(Entries from a dataset)
[Start]

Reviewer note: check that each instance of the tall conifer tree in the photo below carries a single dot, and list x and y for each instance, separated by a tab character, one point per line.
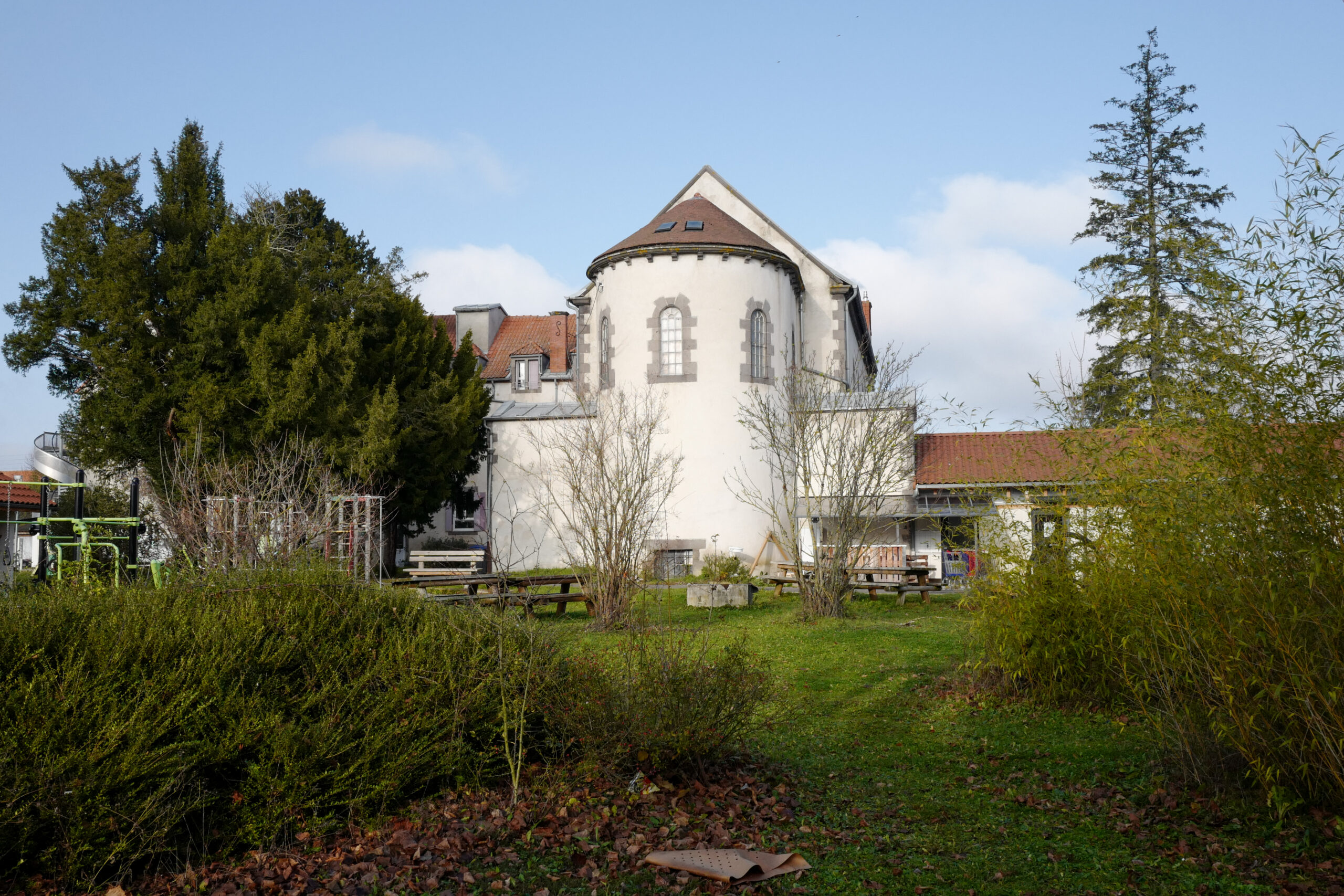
1163	248
218	328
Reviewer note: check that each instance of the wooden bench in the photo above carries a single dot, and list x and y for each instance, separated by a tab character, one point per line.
529	602
463	563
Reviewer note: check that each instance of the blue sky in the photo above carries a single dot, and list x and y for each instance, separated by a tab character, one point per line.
937	152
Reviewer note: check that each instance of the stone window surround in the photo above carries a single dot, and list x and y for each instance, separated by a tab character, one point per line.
604	371
689	344
745	371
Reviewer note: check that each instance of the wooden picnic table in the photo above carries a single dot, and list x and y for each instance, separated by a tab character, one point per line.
505	590
867	583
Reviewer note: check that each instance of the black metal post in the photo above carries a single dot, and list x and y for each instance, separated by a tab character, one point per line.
42	531
133	541
78	507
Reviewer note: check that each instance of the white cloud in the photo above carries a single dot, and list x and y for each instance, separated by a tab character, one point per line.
979	208
386	152
478	275
968	292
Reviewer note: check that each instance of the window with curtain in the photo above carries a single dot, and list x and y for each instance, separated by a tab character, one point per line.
670	355
759	366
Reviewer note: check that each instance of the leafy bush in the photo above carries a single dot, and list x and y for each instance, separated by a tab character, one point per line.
215	715
1206	581
666	700
723	567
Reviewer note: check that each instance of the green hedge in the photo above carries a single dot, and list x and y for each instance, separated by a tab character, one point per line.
139	723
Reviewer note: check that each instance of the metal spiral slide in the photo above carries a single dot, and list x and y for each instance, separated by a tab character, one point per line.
50	457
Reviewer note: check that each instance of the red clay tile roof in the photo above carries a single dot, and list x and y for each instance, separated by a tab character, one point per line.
19	496
550	335
719	230
990	457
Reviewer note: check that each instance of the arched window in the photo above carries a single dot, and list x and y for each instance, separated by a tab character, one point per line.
759	361
670	354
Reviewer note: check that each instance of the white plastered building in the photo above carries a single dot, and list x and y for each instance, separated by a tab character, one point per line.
707	300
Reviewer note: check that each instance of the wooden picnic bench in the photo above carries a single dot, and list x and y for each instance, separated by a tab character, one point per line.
922	582
474	561
505	590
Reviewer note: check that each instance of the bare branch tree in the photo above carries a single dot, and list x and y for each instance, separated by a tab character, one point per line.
281	503
606	487
838	467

[End]

* [THE TASK]: Excluding the pictures, reproduce every entry exactly as given.

* [RESPONSE FOR THIS EXERCISE]:
Reviewer note: check that each instance of the tall conifer tree in the photo below carries a single dot, and list x and y for each instance, separated by a tab character, one point per line.
1163	248
218	328
Reviewer note: check that each instance of the wooden bench in the photo above carries a single dot, and list x and y for each instance, separated by a tab character, one point per line.
529	602
463	563
Reviewer note: check that each instance of the blue sky in the photo above carries a single dot, and list x and y for each instance, separated by a tab character, one point per line.
937	152
Reviewer note: check that each instance of the stone window surround in the photo above carries a single dot, and list x and y for each instance, separated by a tab character, one point per line.
604	371
689	344
745	371
Reviewer note: check that each instance of the wooden picnic table in the photo above carries a single dot, and list x and y for each instance, separated by a tab character, one point per line.
505	590
867	583
Reviewer note: check that each instance of the black metal post in the photo above carries a single dot, and list x and y for each instance, separated by a tab character, one point per line.
42	531
133	541
78	507
Reviewer note: check that each instance of the white cloud in the photo above carries a single dot, and list x and y for each instance, separated by a tab character, one point per line.
979	208
386	152
478	275
968	292
Reviewer note: check that each instance of the window with curtain in the photo above carries a single dot, and list x and y for each instance, separated by a tab character, one point per line.
670	355
759	366
Reviewer note: check that each instance of the leafy bush in the photo above carries a single dot, and list x and y for each instance, separated by a tab character, one point per line.
215	715
1206	581
666	700
723	567
Reviewer note: check that each instance of the green hedge in the photo above carries a single dot, and list x and y for each instance, separated by a tab character, one point per line.
139	723
Reviewer note: check that each instance of the metal spiral slide in the photo above carries a single dot, and list x and y for each instance, separated by a tab character, one point per line.
50	457
Reviewer note: check that each instance of the red clay tile roof in the photo above carries a single dot, and list x and y for each instance, separated by a tab character, one point per line.
19	496
550	335
719	230
990	457
Reviewer note: check that each instance of the arched window in the photo above carries a single dot, and list x and y for each instance, separated by a tab character, one point per line.
759	361
670	354
Reviewer note: check that each instance of the white plastered building in the photo above carries a single dot, and list x and y for each instance, separated by a tab character, one point per line.
707	300
Reviewer note: check that each instance of the wooden picnic bench in the photo above carries a single dot, and list x and y for each instance, separated by a tab character, one point per line.
922	582
474	561
505	590
Reviewer note: check that each instance of the bare branch tree in the photo above carries a single dot, and list x and y for each instance, separated by a tab character, one point per line.
281	503
606	487
838	467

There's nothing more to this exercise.